_Your instructions:_ In the entries from the line containing "Indicate the piano keyboard" through the line containing "(1067, 317)", inclusive, replace "crop-scouting" with "field-survey". Reproduce only those lines, leaving everything else unchanged.
-- start Material provided --
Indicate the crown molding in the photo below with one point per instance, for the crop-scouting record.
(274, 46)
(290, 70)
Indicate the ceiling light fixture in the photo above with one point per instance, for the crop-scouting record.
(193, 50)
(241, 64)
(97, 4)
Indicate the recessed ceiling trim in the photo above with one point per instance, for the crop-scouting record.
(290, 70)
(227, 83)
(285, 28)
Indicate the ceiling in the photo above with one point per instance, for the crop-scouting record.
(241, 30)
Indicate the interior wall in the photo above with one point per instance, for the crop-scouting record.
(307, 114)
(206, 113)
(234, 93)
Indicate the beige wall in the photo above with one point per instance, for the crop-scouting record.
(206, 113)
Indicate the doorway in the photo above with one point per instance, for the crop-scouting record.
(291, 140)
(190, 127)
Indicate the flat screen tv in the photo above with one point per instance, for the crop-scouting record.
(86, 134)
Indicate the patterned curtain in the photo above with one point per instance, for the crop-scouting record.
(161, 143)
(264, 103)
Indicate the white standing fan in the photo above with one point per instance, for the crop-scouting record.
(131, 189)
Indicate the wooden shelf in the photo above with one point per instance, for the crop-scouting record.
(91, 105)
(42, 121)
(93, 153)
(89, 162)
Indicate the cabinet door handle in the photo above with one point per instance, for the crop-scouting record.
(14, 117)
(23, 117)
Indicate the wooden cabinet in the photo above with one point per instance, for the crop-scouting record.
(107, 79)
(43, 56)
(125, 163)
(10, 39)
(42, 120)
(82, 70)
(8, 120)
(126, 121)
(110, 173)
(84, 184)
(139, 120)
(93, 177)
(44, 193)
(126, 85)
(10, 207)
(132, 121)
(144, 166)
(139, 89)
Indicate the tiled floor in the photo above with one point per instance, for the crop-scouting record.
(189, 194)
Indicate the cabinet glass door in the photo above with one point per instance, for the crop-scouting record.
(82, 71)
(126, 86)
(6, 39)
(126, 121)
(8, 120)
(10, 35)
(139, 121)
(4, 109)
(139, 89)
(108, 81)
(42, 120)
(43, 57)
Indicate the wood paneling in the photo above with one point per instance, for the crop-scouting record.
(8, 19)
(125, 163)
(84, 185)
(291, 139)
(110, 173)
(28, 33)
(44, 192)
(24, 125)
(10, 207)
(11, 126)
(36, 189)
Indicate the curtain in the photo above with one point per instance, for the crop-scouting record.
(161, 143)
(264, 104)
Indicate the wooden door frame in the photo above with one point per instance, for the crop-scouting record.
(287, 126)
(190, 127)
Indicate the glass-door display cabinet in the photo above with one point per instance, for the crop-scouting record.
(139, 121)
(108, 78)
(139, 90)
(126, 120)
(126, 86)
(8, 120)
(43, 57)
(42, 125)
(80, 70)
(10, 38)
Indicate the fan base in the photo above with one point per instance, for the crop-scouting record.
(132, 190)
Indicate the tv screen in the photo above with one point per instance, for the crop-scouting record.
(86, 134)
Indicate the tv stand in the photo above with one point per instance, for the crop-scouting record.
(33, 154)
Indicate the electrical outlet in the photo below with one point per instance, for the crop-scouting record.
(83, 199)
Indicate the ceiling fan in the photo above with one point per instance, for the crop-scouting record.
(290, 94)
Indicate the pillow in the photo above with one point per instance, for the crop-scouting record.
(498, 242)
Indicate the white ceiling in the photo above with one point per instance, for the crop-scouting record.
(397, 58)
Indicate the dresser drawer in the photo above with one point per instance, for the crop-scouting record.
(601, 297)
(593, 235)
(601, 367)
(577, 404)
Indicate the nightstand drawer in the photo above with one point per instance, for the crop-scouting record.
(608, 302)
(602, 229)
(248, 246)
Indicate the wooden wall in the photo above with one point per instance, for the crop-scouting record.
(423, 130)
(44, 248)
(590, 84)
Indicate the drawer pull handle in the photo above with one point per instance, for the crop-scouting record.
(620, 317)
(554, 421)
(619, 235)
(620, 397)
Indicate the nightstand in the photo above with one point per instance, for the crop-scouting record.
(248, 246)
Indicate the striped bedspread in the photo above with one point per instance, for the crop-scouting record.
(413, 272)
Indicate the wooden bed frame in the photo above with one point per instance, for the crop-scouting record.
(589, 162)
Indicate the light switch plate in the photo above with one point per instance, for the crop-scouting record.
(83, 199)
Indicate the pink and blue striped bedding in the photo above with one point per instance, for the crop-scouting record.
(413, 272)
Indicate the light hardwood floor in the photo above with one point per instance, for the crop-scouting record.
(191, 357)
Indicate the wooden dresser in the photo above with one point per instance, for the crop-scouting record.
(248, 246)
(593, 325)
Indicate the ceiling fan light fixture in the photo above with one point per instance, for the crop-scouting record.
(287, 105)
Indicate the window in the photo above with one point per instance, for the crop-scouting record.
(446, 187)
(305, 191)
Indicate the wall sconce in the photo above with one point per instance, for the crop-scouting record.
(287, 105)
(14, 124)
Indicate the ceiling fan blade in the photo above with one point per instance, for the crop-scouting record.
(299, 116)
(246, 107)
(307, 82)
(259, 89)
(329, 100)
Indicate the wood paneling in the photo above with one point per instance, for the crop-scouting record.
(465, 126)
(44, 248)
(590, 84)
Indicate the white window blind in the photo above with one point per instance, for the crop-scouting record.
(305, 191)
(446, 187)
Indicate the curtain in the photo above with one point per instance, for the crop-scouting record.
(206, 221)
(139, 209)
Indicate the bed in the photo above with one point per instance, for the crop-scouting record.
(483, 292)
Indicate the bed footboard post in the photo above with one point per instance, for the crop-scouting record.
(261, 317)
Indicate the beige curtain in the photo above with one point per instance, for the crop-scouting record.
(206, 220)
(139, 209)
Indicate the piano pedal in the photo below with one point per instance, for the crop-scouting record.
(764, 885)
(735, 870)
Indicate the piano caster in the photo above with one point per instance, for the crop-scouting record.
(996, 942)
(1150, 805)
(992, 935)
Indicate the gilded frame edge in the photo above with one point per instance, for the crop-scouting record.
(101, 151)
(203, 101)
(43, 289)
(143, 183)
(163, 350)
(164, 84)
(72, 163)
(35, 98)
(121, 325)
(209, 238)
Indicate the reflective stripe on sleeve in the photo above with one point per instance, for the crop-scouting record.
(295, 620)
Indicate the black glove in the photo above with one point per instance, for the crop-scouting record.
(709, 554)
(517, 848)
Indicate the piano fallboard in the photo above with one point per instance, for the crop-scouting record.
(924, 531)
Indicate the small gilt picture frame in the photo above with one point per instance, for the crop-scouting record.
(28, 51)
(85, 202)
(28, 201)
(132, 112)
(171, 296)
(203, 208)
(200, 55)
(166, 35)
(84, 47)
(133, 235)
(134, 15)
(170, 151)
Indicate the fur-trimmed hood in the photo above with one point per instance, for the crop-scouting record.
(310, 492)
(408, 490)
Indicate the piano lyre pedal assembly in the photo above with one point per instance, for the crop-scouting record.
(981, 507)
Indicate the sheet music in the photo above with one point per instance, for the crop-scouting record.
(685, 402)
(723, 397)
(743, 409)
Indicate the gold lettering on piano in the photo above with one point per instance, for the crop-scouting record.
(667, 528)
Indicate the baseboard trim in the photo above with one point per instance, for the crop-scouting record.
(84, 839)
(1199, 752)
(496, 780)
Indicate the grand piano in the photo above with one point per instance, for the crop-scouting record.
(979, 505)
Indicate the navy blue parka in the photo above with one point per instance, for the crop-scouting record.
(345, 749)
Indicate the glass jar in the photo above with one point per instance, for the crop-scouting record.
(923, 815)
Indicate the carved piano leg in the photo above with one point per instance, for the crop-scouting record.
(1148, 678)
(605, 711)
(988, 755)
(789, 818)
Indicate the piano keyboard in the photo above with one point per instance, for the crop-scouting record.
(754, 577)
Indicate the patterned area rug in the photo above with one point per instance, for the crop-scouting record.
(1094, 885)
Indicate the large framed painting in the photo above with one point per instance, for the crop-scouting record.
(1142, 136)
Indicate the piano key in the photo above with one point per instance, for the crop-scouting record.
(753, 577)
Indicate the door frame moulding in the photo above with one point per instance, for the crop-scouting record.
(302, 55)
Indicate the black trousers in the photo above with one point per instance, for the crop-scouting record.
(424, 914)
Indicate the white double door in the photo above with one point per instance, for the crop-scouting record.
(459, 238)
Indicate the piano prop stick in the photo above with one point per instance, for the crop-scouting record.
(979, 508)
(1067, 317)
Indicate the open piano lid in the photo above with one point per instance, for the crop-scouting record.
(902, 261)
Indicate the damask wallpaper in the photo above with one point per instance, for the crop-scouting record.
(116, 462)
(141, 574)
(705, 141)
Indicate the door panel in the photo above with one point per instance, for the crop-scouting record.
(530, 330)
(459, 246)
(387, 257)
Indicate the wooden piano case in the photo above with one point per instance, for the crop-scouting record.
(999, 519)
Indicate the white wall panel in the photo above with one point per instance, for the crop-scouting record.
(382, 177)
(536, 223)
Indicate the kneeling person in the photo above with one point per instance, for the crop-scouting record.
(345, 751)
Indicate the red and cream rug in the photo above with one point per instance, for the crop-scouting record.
-- end Material provided --
_Full response:_
Indicate the piano keyboard in the photo above with one point per instance, for the field-survey record.
(754, 577)
Indicate the patterned area rug in the photo above with one point per instance, for the field-survey record.
(1094, 885)
Indicate the large framed painting in the photo above with one point per instance, for the field-survey record.
(1142, 136)
Indicate the piano key in the photo above with one point per instance, for the field-survey record.
(753, 577)
Indicate the door frame moulding in the photo above with one point per instance, for the field-survey record.
(302, 55)
Indicate the black trousers in the photo above with one point per instance, for the field-survey record.
(424, 914)
Indicate the white double door in the photo above with one point per instance, for the field-survey record.
(459, 238)
Indicate the piano prop stick in the photo above with one point per instance, for the field-survey record.
(979, 508)
(1067, 317)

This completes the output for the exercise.